▶ Текст документа
Оказывается, мальчишки приспособили для ловли раков пластиковые бутылки с отрезанными горлышками. Они насыпают в них песок для тяжести и кладут внутрь дохлых лягушек и мясо ракушек - двухстворок. Раки лезут в бутылки за изысканным лакомством и застревают там.
   Моя младшая сестра Светлана жила недалеко от Красного Яра, в Марксе. В каждый наш приезд она с мужем Сергеем приезжала в Красный Яр, а мы обязательно гостили у них пару дней. Маркс стоит на левом берегу коренной Волги, в его окрестностях нет ни тихих заливчиков, ни ленивых, уютных проток, ни маленьких островков. А ловить рыбу в Волге удочкой с берега, - занятие пустое. На Волге рыбачат профессионалы, а кроме них – любители серьезные и браконьеры злостные. У них лодки и катера с мощными двигателями, у них гидрокостюмы и изощренная, зверская браконьерская снасть вроде электроудочек.
   Сын Светланы, мой племянник Дима, работал в Саратове и часто приезжал в Маркс к родителям. Он по моей классификации относился к любителям серьезным. Как-то он продемонстрировал мне свою снасть. Я с умным видом хлопал ушами, но совершенно не понимал, как пользоваться этими многочисленными хитромудрыми приспособлениями. Дима обычно отправлялся на лов на оба выходных в смешанной компании любителей серьезных и браконьеров злостных. Это мужики суровые и неразговорчивые, как правило, грубые. Компания останавливалась на излюбленном острове совершенно открыто. Днем они спали, пили водку под навесом на свежем воздухе, сидели с удочками у воды, - полная идиллия для рыбнадзора, как в известном фильме «Пес Барбос и необычный кросс».
   Зато ночью...… Дима не распространялся о своих ночных занятиях на рыбалке. Но в семейную хронику вошла легенда о соме на 36 килограммов, которого он однажды выудил из Волги. Он не раз звал нас на ночную рыбалку, но мы, как любители несерьезные, отказывались. Душа моя не лежала к злостному браконьерству, да к тому же посторонний человек в компании браконьеров никому удовольствия не доставит.

▶ Задание
Ответьте на вопросы по тексту о рыбалке на Волге.
(a) Что мальчишки кладут в бутылки, чтобы приманить раков?
(b) На каком берегу Волги стоит Маркс?
(c) Сколько весил сом, которого, по семейной легенде, Дима выудил из Волги?
Приведённые далее строки здесь никакой роли не играют.

▶ Фрагмент данных
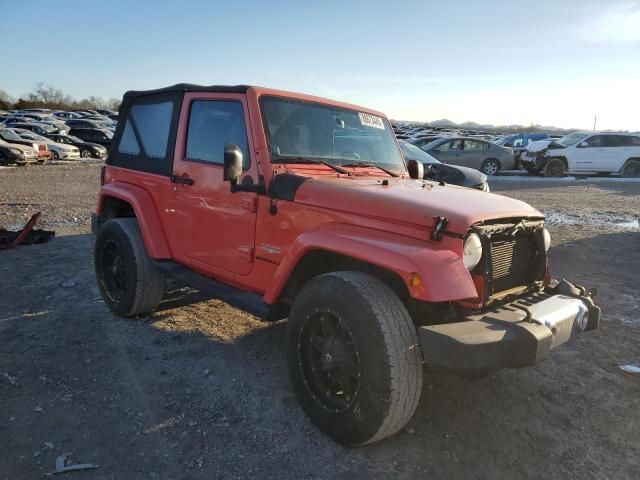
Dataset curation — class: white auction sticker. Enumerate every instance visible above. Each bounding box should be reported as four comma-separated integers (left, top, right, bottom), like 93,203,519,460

▶ Решение
(a) Дохлых лягушек и мясо ракушек-двухстворок.
(b) На левом берегу коренной Волги.
(c) 36 килограммов.